▸ Problem 1
Reproduce the passage of the IBM quantum computing article between "IBM Q will deliver" and "of computing tasks.", inclusive.
▸ Problem 2
According to the IBM quantum computing article, how many qubits does the system IBM already houses have?
▸ Problem 3
Write the next part of the article on IBM's quantum computing program, picking up after its final sentence.

▸ Extracted text
IBM's new program includes a 50-qubit quantum computer

IBM Q will offer quantum computing services to customers

IBM quantum processor system
IBM

A new quantum computing program called Q at IBM promises more than 50 qubits, which should push conventional computers one step closer to the trash heap.

IBM Q will deliver paid quantum computing consulting and services to users. It's much like IBM's Watson, which uses conventional computers, but Q uses quantum computers.

The 50-qubit quantum computer will be 10 times larger than a 5-qubit system already housed by IBM. And the new system will be able to do things that conventional computers can't do: It will accelerate drug discovery and make scientific discoveries, IBM said.

Quantum computers are radically different than conventional PCs and could ultimately replace today's PCs and servers. They offer a way to advance computing as today's classic computer reach their limit, and as making smaller chips becomes challenging.

IBM is building faster quantum computers to show such systems aren't theoretical dreams. IBM's ultimate goal is to build a universal quantum computer with thousands of qubits to run a wide range of computing tasks.

▸ Given data
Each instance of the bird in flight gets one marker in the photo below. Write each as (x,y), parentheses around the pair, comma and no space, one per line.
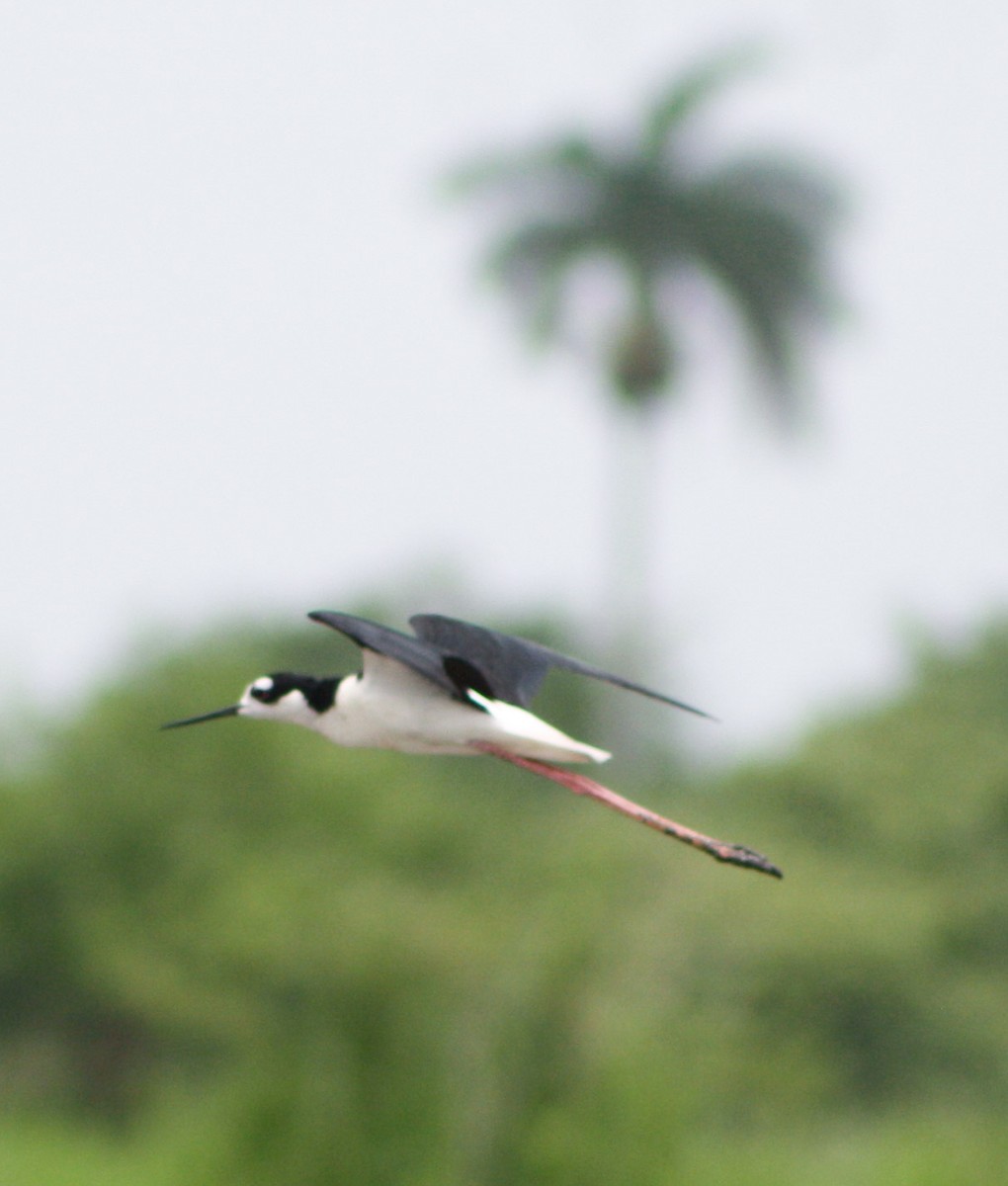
(455,688)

▸ Response area 1
IBM Q will deliver paid quantum computing consulting and services to users. It's much like IBM's Watson, which uses conventional computers, but Q uses quantum computers.

The 50-qubit quantum computer will be 10 times larger than a 5-qubit system already housed by IBM. And the new system will be able to do things that conventional computers can't do: It will accelerate drug discovery and make scientific discoveries, IBM said.

Quantum computers are radically different than conventional PCs and could ultimately replace today's PCs and servers. They offer a way to advance computing as today's classic computer reach their limit, and as making smaller chips becomes challenging.

IBM is building faster quantum computers to show such systems aren't theoretical dreams. IBM's ultimate goal is to build a universal quantum computer with thousands of qubits to run a wide range of computing tasks.

▸ Response area 2
It has 5 qubits.

▸ Response area 3
The 50-bit quantum computer is a practical enough size to develop algorithms and start solving some real problems, said Scott Crowder, vice president and chief technology officer of quantum computing for IBM Systems.

Faster computers will also help discover new uses for quantum computers that were previously unexplored, Crowder said.

Quantum computers are good at solving problems in areas like drug discovery and molecular structures, where different angles to a particular problem, including those not immediately obvious, need to be taken into account, Crowder said.

 It's difficult to tackle tasks like drug discovery and molecular-composition analysis on today's PCs and servers because of the amount of compute power needed. Today's computers are good at taking big sets of data and finding answers within them, Crowder said.

It seems a bit early for IBM to launch a commercial service for quantum computing, which is still being researched. But the response to its 5-qubit quantum computer was amazing since it was launched last May, with about 40,000 users, more than 200,000 experiments, and 15 research papers written by the external community, said Jerry Chow, manager for IBM's experimental quantum computing group.

The smaller quantum computer paved the way to expand the program and launch IBM Q. The bigger quantum computers being built will be hosted by IBM because the machines require special cabinets and cooling mechanisms. IBM will work with early industry partners to help build the application use cases and the science to stabilize the computers.

IBM's current 5-bit quantum computer is being offered through the public cloud as part of a program called the Quantum Experience, which will remain available for free.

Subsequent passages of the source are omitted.